Selected extract
In other news, I see Hunt will be using AI to sanction UC claimants. I suspect this is because humans will ultimately give humans the benefit of the doubt, but the AI has no compassion and can be taught to sanction mercilessly. Any mistakes, well, you can appeal to another AI...
I need to throw it at our tests for becoming an "Authorised Person" or "Senior Authorised Person", which are the tests that are part of becoming qualified to work on HV equipment in the UK.
Much of the documentation and explanation that one would need to train on relies on combinations of drawings and written word that cannot be studied independently.
" GPT-4 can pass a simulated bar exam in the top 10 percent of test takers"
So they first feed the questions and correct answers to it and then it can get answers about 90% right. Despite having fed *all* correct answers.
And the sellers actually believe that's a *good* result? "It's guessing BS only 10% of the time" ... literally.
I don't think this proves that AI is better than the human brain, and I don't think that is point of the result...if anything, it proves how simple the tools are that humans use to categorise each other. We already knew that though, the whole academic system is built around tools that the top 1% use to sort the 99%...and keep the 1% where it is.
We've all worked with highly qualified simpletons before. I've worked with loads personally. So many in fact that I treat a Masters Degree from certain places as a red flag. Not because the places are bad per se, but because the people that roll off the production line there have a massively inflated view of themselves and tend to be quite fragile. Especially when you find flaws in their "lifes work" that they've been working on since year 1 of Uni.
I found a really basic SQL injection attack vector one of these peoples "projects", guy didn't understand it, was too proud to pay me to fix it (I am a lesser human to him, with no higher level academic paperwork) and he was too embarrassed to disclose it to his business partners not because of the bug itself, but because of who had found it. Pretty sure he initially didn't believe it existed...something about him having a Masters from Cambridge and therefore it being impossible...until I offered to demonstrate it, which resulted in around 30 awkward minutes of listening to him in denial.
The software was a healthcare practice management platform. His partners eventually did offer me the work to help fix the problem, but "Masters of Cambridge" became an absolute cock to work with, he wouldn't push code to the repo, he wouldn't release new builds to me to test...he went out of his way to ensure it was incredibly difficult for me to test for bugs and vulnerabilities. He was eventually cast adrift and a team of "non-academic" developers and engineers were hired to finish (or rather re-write) the entire product. His credit was therefore completely removed...last I heard (about 10 years ago), he was working in an ISP call centre as a second line support technician...probably works in Starbucks now.

Dataset extract

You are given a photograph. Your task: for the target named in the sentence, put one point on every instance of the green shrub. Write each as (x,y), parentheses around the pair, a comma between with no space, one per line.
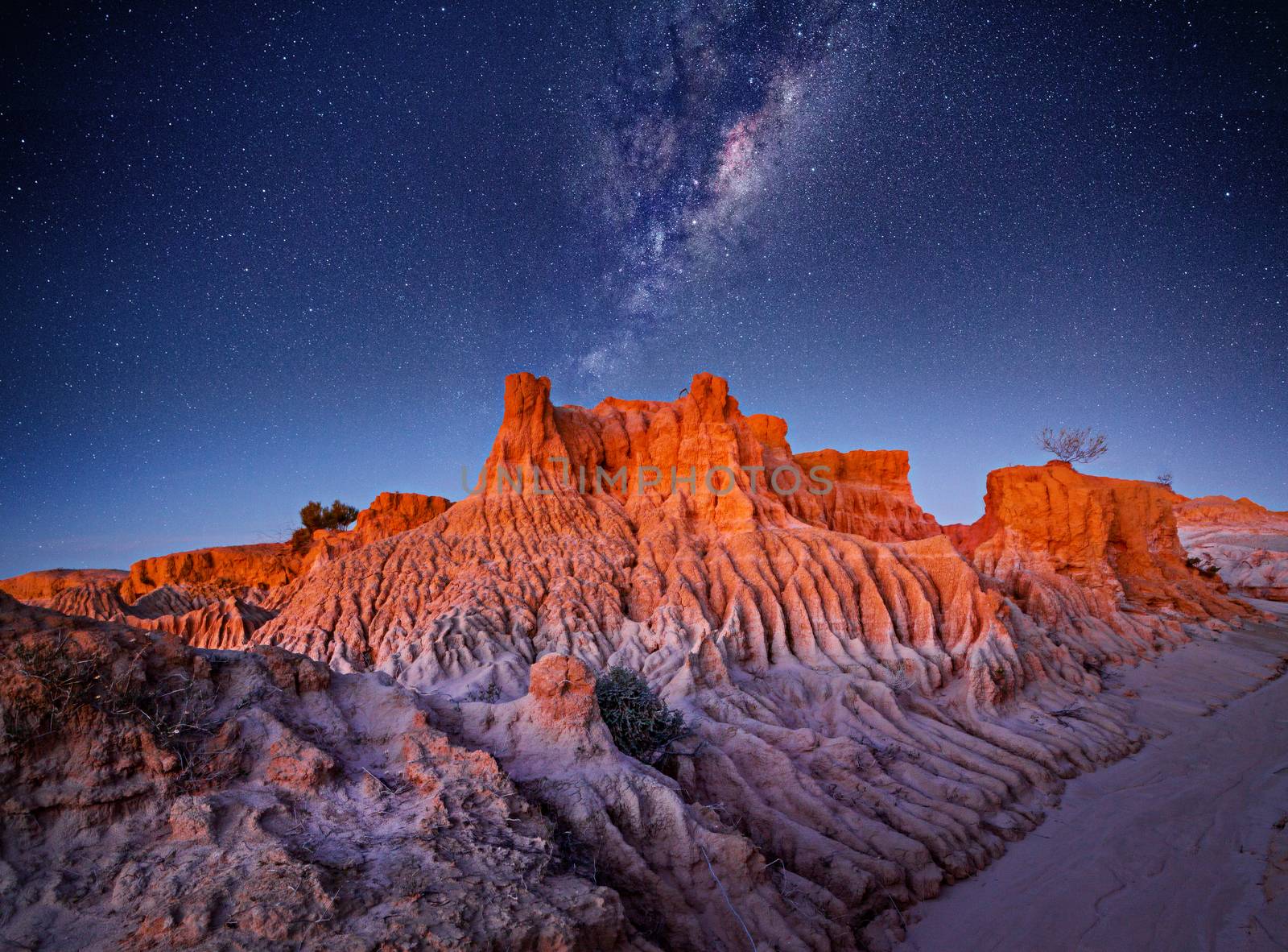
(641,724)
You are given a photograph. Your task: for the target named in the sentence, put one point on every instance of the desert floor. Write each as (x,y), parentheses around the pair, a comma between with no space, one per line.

Task to complete
List every word or phrase that the forum thread excerpt above sets inside double quotation marks.

Final answer
- "Authorised Person"
- "Senior Authorised Person"
- "GPT-4 can pass a simulated bar exam in the top 10 percent of test takers"
- "It's guessing BS only 10% of the time"
- "lifes work"
- "projects"
- "Masters of Cambridge"
- "non-academic"